╭─ GIVEN INFORMATION

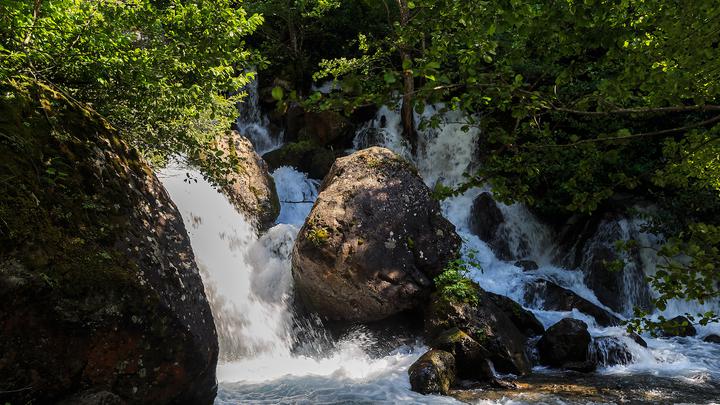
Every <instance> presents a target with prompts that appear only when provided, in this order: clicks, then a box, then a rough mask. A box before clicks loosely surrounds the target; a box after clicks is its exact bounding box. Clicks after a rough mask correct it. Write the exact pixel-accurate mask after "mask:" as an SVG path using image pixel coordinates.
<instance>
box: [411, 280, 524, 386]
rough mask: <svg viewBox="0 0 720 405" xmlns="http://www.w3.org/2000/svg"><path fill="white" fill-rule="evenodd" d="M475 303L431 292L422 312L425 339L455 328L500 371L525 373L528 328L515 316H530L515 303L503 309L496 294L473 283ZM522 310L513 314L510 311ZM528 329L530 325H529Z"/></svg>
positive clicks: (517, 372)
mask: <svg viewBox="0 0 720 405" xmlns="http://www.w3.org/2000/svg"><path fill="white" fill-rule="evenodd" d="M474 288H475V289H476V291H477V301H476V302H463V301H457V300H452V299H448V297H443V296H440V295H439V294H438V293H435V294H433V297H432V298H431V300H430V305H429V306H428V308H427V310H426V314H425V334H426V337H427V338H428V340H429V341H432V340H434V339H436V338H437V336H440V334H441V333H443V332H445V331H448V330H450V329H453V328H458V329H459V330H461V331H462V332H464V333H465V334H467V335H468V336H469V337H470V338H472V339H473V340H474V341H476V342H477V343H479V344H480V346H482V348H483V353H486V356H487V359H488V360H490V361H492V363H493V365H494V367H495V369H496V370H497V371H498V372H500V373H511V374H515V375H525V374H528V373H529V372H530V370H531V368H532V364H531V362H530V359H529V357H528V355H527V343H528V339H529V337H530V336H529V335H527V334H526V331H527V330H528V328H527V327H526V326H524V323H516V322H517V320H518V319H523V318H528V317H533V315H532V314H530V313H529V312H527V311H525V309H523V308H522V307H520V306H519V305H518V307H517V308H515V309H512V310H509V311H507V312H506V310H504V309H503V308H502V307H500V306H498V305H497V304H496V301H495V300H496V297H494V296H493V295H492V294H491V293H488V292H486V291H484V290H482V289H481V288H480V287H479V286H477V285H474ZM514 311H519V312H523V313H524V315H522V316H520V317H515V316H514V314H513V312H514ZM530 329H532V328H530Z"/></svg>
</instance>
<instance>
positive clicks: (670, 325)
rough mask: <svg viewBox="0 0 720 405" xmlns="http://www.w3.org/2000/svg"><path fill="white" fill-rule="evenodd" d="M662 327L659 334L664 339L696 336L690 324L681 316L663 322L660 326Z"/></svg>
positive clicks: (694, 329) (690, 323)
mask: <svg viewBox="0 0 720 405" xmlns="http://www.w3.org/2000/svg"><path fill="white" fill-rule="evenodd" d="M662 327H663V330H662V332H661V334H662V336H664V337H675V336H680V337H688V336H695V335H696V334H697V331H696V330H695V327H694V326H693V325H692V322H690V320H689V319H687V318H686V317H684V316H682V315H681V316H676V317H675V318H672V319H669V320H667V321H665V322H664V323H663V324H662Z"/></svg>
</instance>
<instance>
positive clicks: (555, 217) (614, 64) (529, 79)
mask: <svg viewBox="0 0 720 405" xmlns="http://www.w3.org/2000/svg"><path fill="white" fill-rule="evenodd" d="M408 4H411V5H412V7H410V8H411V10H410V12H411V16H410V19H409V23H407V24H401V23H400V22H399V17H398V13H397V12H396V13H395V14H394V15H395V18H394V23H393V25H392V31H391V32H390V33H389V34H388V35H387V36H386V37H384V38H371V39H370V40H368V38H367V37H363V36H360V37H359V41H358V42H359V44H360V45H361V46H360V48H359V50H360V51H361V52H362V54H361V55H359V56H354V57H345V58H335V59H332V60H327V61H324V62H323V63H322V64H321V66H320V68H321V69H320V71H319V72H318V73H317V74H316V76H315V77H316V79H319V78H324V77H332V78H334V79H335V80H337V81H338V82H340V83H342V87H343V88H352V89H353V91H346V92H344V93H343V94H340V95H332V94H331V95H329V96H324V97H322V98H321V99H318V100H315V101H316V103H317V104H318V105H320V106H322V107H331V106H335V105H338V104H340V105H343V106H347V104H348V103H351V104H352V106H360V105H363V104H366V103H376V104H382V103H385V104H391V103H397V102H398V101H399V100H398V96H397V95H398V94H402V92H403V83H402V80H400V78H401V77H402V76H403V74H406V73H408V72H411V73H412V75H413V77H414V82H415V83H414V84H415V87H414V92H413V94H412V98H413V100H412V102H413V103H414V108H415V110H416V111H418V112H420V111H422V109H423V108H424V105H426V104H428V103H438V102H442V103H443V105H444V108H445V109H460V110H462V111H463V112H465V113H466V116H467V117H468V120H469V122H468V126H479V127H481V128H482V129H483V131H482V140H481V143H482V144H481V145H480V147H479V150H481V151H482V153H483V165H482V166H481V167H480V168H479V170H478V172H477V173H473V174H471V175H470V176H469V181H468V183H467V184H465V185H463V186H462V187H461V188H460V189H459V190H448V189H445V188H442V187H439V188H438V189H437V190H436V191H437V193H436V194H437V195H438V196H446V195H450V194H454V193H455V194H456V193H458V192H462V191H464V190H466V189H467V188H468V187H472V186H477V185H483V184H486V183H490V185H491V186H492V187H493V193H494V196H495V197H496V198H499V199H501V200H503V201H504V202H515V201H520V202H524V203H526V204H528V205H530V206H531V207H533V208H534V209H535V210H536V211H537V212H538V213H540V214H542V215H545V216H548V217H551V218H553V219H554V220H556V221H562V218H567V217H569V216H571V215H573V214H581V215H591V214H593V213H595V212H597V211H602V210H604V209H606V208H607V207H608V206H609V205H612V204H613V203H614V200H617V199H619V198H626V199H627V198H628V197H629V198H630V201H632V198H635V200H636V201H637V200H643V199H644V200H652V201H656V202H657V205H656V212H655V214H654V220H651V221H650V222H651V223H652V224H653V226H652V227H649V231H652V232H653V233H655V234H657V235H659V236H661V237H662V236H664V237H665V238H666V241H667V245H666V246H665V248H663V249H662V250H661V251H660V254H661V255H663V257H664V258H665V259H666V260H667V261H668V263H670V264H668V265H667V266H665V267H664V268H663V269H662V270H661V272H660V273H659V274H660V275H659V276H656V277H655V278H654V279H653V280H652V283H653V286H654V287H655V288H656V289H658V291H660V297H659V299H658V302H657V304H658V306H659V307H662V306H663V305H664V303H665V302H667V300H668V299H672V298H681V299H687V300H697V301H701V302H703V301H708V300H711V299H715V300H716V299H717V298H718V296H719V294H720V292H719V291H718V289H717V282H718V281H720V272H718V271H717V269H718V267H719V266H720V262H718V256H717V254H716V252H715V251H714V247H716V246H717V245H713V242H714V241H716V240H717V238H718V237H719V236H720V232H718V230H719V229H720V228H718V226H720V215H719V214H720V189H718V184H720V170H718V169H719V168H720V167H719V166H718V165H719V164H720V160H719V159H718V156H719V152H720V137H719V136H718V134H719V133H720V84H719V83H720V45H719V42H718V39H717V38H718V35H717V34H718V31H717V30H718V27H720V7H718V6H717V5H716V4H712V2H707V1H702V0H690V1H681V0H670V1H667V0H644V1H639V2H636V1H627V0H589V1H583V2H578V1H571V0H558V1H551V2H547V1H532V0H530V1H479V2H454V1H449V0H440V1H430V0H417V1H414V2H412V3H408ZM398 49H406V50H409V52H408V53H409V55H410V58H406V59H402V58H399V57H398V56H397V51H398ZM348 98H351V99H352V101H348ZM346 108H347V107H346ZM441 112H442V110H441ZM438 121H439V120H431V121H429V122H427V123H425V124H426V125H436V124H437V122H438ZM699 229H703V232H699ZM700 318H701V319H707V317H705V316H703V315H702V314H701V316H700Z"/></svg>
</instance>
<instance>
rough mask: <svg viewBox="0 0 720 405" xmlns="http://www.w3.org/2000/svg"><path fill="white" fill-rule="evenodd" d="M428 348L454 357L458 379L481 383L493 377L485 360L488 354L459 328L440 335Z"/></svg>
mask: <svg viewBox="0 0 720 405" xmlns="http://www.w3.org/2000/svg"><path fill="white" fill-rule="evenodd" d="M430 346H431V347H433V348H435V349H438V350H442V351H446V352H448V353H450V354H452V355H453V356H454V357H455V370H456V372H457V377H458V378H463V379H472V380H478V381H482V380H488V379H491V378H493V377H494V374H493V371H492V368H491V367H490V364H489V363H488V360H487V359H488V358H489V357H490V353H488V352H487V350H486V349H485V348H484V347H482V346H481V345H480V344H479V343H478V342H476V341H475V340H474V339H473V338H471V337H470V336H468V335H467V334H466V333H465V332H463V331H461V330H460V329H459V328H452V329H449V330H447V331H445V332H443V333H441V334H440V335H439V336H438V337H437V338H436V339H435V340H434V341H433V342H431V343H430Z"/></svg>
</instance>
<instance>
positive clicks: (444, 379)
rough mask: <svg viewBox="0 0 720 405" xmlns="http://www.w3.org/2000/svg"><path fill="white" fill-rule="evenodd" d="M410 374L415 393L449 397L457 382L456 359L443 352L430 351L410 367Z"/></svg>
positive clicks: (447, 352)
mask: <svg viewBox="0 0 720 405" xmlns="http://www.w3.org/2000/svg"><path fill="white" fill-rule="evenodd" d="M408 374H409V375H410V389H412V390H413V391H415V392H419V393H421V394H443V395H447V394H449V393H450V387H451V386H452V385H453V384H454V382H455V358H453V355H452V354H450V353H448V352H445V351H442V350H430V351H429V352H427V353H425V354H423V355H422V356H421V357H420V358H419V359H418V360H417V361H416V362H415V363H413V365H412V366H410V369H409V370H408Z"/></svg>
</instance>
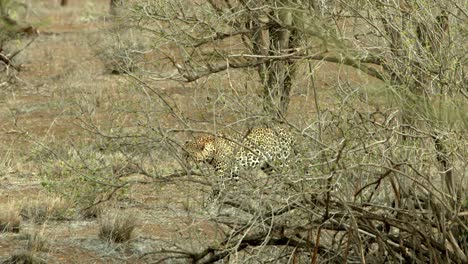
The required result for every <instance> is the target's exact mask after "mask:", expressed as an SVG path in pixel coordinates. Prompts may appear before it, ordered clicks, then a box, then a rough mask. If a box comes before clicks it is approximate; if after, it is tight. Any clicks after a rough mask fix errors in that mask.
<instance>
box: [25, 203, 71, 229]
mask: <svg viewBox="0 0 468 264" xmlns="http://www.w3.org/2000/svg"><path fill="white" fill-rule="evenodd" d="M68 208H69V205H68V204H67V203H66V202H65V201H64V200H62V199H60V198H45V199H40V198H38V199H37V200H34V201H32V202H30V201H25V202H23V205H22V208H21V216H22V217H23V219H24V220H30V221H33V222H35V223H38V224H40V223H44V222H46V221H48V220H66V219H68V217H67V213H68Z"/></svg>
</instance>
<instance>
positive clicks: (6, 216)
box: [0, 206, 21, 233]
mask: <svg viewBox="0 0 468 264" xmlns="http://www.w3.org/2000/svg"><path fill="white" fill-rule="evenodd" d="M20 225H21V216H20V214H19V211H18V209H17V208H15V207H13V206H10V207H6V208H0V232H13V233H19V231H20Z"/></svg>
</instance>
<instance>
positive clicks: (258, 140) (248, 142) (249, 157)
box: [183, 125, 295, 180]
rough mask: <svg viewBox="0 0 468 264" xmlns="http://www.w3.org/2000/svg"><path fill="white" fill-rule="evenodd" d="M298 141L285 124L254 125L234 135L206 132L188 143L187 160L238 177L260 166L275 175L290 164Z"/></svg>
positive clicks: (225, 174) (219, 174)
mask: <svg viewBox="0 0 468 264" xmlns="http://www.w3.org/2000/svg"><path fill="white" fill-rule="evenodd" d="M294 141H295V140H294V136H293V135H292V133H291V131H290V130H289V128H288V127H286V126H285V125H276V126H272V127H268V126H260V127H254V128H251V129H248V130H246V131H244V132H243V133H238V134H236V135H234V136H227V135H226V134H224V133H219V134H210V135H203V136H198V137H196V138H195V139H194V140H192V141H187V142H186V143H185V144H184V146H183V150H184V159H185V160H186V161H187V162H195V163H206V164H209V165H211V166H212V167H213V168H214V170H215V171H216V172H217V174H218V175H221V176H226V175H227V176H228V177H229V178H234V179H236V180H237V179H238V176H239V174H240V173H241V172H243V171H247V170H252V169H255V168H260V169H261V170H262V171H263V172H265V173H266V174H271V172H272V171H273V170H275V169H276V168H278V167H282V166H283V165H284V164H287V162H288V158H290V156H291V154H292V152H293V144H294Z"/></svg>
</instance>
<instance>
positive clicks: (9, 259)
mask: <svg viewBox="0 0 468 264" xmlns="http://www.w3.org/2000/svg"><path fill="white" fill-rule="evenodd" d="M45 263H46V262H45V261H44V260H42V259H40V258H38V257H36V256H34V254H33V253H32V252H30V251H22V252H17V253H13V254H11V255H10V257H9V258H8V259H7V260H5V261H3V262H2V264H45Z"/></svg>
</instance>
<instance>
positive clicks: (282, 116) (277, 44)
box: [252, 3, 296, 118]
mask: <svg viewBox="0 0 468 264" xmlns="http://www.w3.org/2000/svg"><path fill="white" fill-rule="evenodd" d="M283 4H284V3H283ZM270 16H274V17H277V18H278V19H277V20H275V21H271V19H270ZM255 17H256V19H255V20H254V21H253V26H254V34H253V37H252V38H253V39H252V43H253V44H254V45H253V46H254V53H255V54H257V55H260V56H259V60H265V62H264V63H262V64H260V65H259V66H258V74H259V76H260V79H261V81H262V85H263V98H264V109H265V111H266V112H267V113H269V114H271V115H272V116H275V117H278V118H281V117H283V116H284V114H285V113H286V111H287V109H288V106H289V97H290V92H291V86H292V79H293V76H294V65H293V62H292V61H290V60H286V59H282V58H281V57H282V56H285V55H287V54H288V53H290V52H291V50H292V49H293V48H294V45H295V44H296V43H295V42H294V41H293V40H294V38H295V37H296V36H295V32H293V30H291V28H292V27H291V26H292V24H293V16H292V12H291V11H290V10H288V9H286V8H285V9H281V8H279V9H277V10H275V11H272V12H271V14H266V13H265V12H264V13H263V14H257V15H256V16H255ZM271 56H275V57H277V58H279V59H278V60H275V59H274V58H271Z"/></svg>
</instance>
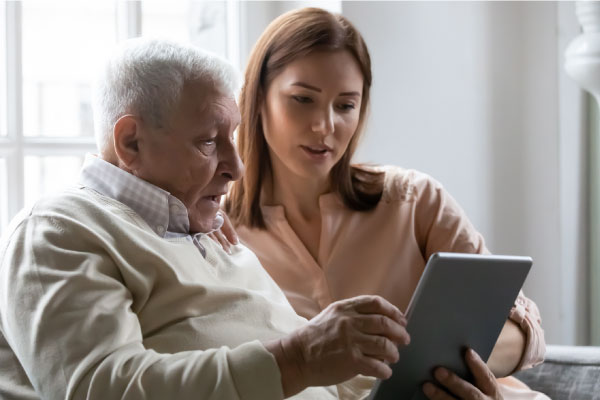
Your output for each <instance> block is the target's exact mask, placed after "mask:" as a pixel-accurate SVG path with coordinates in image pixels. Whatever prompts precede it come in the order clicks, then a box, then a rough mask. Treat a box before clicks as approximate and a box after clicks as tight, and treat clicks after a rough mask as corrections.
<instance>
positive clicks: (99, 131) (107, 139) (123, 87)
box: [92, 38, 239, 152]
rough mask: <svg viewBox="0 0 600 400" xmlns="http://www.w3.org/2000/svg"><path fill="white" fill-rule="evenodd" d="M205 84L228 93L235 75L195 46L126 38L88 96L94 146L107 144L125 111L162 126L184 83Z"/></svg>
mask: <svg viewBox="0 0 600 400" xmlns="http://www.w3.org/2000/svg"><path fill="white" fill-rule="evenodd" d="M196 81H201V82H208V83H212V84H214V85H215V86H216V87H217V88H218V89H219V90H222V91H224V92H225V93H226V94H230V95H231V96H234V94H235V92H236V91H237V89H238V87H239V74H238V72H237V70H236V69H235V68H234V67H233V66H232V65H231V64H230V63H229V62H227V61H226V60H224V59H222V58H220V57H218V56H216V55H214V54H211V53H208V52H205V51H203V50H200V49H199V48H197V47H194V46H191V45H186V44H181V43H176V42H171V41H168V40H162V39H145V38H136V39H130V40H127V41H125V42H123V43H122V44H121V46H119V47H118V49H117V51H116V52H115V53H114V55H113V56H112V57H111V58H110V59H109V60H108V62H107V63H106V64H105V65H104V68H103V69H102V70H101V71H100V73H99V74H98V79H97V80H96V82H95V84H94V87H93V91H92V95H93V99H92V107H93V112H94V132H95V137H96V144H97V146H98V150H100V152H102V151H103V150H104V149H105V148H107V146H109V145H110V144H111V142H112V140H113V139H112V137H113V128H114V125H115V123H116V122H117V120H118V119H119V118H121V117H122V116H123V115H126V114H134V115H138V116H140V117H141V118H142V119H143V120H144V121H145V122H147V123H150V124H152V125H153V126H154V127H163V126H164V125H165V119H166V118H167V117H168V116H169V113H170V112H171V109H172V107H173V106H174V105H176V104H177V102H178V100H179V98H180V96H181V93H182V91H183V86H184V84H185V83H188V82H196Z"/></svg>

╰─

WHAT TO WORK ON => Put the records above into a Markdown table with the columns "Row" and "Text", one line per row and numbered from 1. Begin at the start of the records and stop after the line that has "positive clicks: (517, 372)". Leave out blank lines and pictures.

YOUR SOLUTION =>
| Row | Text |
|---|---|
| 1 | Every <instance> presents a target with prompts that appear only when provided, in this order: clicks, then a box, then a rough mask. A box before clicks loosely surrounds the target; a box after clicks is its exact bounding box. Clicks after a rough mask correct it. Write the exact pixel-accurate mask after "mask:" as an SVG path using image pixel coordinates. |
| 2 | <instance> |
| 3 | box: [411, 280, 524, 386] |
| 4 | rough mask: <svg viewBox="0 0 720 405" xmlns="http://www.w3.org/2000/svg"><path fill="white" fill-rule="evenodd" d="M475 303L431 292L422 312L425 339L455 328L500 371L525 373L528 328L515 316H530L515 303L503 309L496 294L473 283ZM522 310L513 314L510 311ZM528 329L530 325H529Z"/></svg> |
| 5 | positive clicks: (517, 372) |